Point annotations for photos
⁂
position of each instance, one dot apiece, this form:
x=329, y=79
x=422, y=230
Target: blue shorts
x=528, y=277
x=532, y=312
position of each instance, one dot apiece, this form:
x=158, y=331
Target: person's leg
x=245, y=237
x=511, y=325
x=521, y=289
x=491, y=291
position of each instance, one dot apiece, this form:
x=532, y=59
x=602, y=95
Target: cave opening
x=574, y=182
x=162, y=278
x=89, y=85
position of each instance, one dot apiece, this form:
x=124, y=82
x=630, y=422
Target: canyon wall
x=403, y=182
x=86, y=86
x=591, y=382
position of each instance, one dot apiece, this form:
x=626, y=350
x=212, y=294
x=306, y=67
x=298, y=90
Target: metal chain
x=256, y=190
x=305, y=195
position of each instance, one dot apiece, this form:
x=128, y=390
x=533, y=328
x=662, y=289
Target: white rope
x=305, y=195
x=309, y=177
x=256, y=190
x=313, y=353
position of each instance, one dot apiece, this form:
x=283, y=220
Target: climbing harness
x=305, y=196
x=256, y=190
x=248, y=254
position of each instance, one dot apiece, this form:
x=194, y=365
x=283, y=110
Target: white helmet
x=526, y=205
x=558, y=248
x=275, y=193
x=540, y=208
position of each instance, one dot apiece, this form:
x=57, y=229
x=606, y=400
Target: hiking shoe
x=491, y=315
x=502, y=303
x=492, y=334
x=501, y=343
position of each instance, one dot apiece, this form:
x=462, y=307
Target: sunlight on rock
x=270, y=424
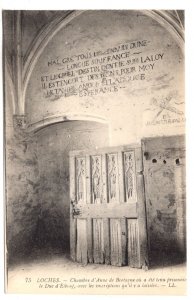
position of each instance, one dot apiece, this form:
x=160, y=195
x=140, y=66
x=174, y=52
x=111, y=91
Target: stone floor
x=55, y=273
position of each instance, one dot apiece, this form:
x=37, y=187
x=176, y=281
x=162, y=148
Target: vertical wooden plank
x=106, y=222
x=124, y=241
x=112, y=177
x=81, y=251
x=145, y=155
x=88, y=201
x=133, y=244
x=129, y=170
x=115, y=238
x=121, y=177
x=142, y=221
x=98, y=235
x=73, y=222
x=122, y=199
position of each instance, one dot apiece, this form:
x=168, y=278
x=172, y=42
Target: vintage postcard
x=94, y=129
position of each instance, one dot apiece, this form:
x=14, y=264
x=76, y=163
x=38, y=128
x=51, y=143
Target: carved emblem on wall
x=19, y=121
x=81, y=186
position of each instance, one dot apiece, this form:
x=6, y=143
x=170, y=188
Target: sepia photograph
x=95, y=154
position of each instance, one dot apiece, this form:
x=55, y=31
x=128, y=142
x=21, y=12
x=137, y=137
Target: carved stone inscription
x=99, y=72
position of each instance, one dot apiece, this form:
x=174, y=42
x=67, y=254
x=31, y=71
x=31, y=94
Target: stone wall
x=165, y=186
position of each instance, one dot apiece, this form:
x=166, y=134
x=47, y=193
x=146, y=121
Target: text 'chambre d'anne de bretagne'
x=97, y=72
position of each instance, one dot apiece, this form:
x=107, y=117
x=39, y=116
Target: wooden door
x=107, y=215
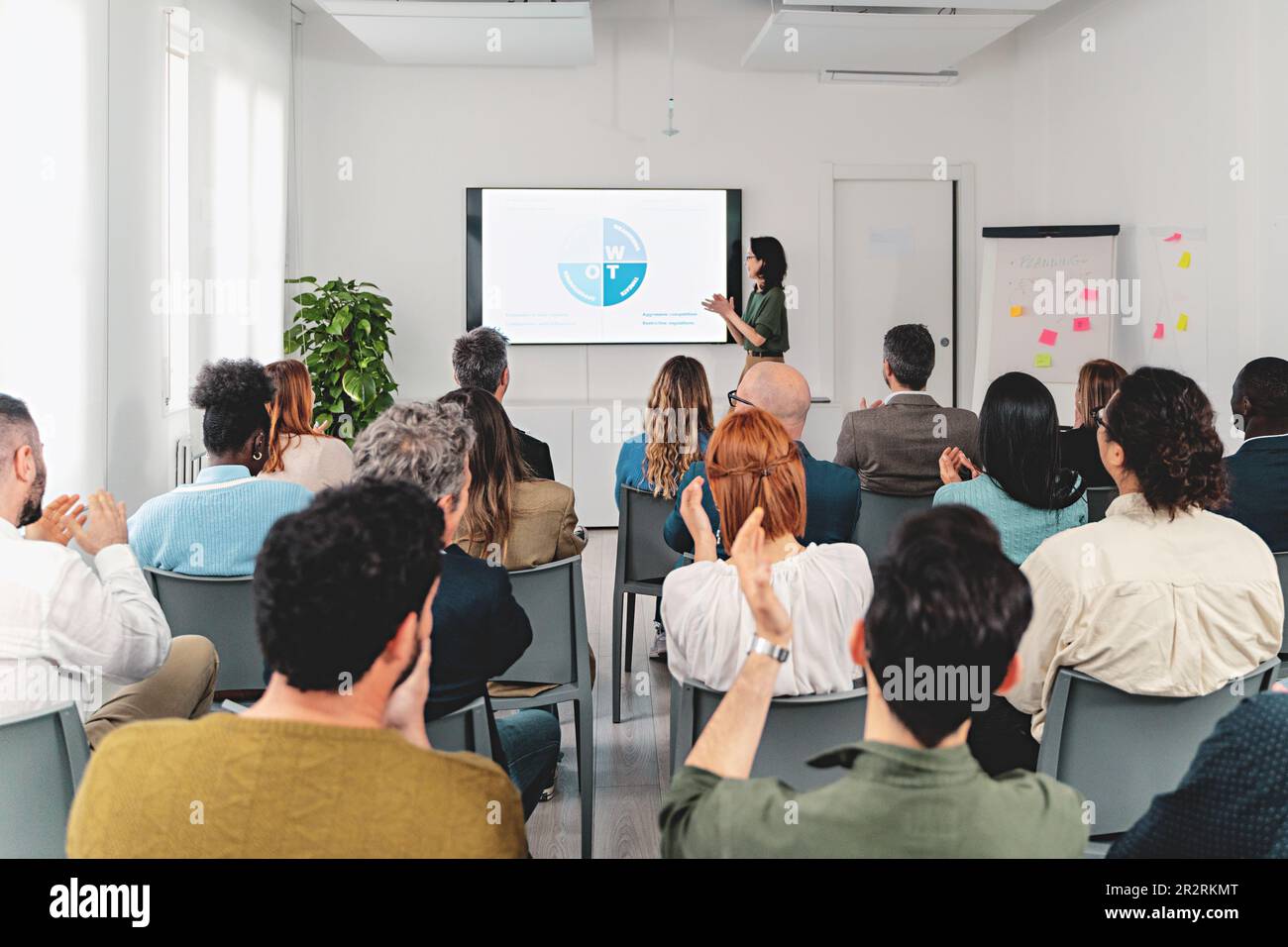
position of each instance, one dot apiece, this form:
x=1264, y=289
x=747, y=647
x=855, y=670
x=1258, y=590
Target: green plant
x=343, y=333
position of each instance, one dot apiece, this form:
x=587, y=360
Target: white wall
x=239, y=103
x=53, y=249
x=419, y=136
x=1141, y=133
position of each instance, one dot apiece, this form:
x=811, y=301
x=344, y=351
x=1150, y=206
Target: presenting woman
x=763, y=326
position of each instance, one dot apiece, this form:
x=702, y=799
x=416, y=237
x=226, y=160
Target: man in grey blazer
x=896, y=445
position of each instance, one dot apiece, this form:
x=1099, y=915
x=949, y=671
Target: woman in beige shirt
x=513, y=518
x=297, y=451
x=1162, y=596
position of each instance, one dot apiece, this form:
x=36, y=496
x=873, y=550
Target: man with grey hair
x=480, y=629
x=896, y=446
x=481, y=360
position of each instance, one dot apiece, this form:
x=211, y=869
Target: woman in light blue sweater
x=217, y=526
x=1019, y=482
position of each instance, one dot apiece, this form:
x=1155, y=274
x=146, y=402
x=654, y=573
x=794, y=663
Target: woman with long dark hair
x=297, y=451
x=1019, y=482
x=763, y=326
x=511, y=518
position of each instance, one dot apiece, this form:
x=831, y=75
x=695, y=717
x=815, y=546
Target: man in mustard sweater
x=334, y=761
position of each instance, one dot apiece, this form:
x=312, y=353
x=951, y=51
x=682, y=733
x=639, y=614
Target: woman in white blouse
x=752, y=463
x=297, y=451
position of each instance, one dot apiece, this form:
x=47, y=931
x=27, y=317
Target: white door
x=894, y=263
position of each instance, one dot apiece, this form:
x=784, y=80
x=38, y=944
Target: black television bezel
x=475, y=254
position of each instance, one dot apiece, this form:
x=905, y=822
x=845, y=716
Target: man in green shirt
x=947, y=599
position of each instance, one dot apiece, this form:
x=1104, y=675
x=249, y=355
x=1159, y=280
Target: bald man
x=831, y=491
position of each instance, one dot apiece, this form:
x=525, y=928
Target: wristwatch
x=763, y=646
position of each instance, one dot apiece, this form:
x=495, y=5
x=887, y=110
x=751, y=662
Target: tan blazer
x=542, y=528
x=896, y=447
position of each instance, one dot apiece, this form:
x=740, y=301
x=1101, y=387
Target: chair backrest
x=642, y=552
x=43, y=757
x=464, y=729
x=220, y=608
x=1282, y=562
x=880, y=515
x=1098, y=501
x=797, y=729
x=555, y=604
x=1121, y=750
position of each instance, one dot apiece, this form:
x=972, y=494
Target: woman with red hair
x=297, y=451
x=754, y=463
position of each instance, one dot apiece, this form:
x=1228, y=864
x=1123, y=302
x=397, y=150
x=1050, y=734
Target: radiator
x=188, y=460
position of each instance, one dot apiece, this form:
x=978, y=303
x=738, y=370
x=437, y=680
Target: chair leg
x=630, y=630
x=585, y=725
x=617, y=656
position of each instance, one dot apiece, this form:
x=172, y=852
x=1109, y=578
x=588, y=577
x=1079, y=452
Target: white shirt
x=63, y=629
x=1149, y=604
x=708, y=624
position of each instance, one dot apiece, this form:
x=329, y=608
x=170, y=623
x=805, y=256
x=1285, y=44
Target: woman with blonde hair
x=511, y=518
x=1098, y=380
x=677, y=429
x=755, y=464
x=297, y=451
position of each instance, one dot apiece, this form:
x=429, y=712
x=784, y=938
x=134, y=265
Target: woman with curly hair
x=1162, y=596
x=297, y=451
x=217, y=525
x=677, y=428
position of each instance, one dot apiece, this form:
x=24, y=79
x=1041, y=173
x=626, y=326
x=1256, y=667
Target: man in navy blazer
x=1258, y=470
x=831, y=491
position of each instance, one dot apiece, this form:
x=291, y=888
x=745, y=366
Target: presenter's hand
x=721, y=305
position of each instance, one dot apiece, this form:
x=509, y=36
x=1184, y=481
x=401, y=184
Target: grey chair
x=43, y=757
x=797, y=729
x=464, y=729
x=880, y=515
x=222, y=609
x=643, y=561
x=1120, y=750
x=1098, y=501
x=555, y=603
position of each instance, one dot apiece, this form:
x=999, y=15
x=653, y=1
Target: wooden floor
x=631, y=758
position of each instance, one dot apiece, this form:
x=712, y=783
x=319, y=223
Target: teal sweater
x=1021, y=527
x=215, y=526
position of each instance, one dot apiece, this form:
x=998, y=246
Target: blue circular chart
x=606, y=263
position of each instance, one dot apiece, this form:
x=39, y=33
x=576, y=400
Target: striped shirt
x=215, y=526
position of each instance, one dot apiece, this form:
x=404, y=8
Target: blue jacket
x=630, y=464
x=831, y=504
x=1258, y=488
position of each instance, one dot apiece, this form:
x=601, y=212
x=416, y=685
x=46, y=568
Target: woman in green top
x=763, y=328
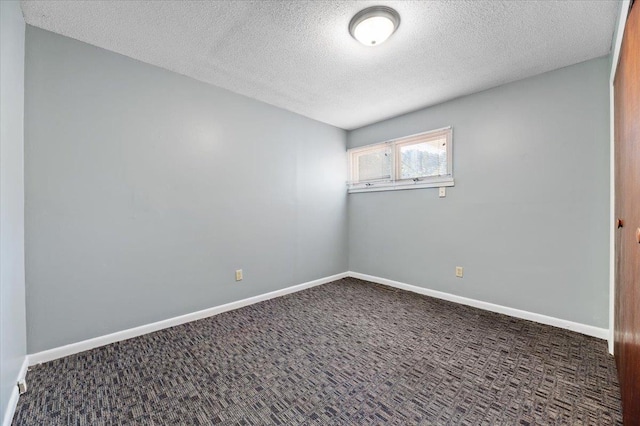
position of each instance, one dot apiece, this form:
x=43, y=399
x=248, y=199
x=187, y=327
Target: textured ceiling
x=298, y=55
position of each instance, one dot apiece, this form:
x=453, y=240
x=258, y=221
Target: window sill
x=400, y=186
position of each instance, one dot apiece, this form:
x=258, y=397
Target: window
x=417, y=161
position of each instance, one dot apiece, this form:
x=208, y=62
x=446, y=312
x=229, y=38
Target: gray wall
x=12, y=303
x=528, y=218
x=145, y=190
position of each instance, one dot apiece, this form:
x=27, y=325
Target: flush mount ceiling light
x=373, y=25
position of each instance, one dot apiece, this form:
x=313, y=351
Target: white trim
x=85, y=345
x=406, y=184
x=15, y=395
x=617, y=45
x=589, y=330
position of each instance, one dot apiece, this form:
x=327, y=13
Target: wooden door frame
x=619, y=33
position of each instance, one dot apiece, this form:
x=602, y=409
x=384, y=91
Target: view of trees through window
x=419, y=160
x=424, y=159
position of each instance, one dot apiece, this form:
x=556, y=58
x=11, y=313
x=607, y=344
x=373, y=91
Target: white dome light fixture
x=373, y=25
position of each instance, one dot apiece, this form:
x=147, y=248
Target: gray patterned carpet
x=345, y=353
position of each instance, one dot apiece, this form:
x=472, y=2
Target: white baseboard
x=589, y=330
x=13, y=399
x=85, y=345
⁂
# What the task asks
Find every line in the entries above that contains the string "gray", treating uppercase and lowercase as different, and copy each of those lines.

# Written solution
Target: gray wall
Target: gray patterned carpet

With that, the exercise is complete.